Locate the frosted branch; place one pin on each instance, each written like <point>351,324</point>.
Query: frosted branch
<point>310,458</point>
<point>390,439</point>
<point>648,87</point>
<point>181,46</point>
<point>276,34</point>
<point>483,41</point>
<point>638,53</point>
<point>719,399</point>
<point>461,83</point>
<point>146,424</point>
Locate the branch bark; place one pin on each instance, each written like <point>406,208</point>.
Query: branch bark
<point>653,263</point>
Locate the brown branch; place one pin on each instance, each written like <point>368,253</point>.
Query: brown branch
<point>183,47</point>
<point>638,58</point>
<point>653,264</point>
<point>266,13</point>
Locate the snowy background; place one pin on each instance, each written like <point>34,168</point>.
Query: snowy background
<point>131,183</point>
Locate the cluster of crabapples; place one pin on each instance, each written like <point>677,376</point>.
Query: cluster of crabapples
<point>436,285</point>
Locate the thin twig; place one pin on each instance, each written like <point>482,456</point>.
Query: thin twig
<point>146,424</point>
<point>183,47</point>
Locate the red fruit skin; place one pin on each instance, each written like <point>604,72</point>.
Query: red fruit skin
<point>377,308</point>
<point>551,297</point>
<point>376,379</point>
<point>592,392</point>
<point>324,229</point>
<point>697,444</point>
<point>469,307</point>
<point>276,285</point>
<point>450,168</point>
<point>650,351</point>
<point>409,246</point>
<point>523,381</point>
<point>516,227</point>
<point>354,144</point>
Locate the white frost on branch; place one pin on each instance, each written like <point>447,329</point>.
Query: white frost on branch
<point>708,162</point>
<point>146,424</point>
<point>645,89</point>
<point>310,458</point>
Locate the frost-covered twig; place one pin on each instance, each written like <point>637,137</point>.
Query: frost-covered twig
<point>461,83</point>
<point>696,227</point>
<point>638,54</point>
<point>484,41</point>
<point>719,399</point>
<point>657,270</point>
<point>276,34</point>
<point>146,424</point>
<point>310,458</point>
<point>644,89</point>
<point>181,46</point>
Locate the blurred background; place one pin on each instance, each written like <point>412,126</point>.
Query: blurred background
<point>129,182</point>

* * *

▶ _Given instruction_
Each line of the material must be restated exactly.

▶ _Response to this exercise_
Locate the frosted branch; place one pin on each instance, each written like <point>351,324</point>.
Query: frosted branch
<point>310,458</point>
<point>390,439</point>
<point>648,87</point>
<point>181,46</point>
<point>276,34</point>
<point>483,41</point>
<point>638,53</point>
<point>719,399</point>
<point>461,83</point>
<point>146,424</point>
Locate the branch bark; place one pin on each instance, each written like <point>406,208</point>.
Query: branch bark
<point>653,263</point>
Locate the brown branch; place one pin on each instance, each written like <point>368,253</point>.
Query: brown branch
<point>183,47</point>
<point>638,58</point>
<point>653,264</point>
<point>266,13</point>
Locate the snowy background; place one pin on each instance, each written like <point>34,168</point>.
Query: snowy background
<point>131,183</point>
Locate the cluster of crabapples; place one pin on each instance, each written like <point>677,376</point>.
Query: cluster of crabapples
<point>436,285</point>
Locate the thin twig; place one pin on each instance, each written like <point>482,456</point>.
Query: thin twig
<point>146,424</point>
<point>183,47</point>
Locate the red fruit skin; place one pin on each instance, each written like <point>604,72</point>.
Query: red fruit skin
<point>377,308</point>
<point>551,297</point>
<point>376,379</point>
<point>592,392</point>
<point>324,229</point>
<point>697,444</point>
<point>469,307</point>
<point>276,285</point>
<point>450,168</point>
<point>650,351</point>
<point>409,246</point>
<point>523,381</point>
<point>516,227</point>
<point>354,144</point>
Locate the white frost on branch; place one pin on each instance, each written like <point>447,329</point>.
Query: white frost on branch
<point>708,162</point>
<point>146,424</point>
<point>645,89</point>
<point>310,458</point>
Locate the frost-covered twig; place one pin on each instance, each written like <point>637,137</point>.
Query: frost-covered twig
<point>461,83</point>
<point>696,227</point>
<point>638,54</point>
<point>484,41</point>
<point>719,399</point>
<point>657,270</point>
<point>276,34</point>
<point>146,424</point>
<point>310,458</point>
<point>644,89</point>
<point>181,46</point>
Locate the blurred background; place one pin on each instance, each written like <point>412,126</point>.
Query: blurred background
<point>129,182</point>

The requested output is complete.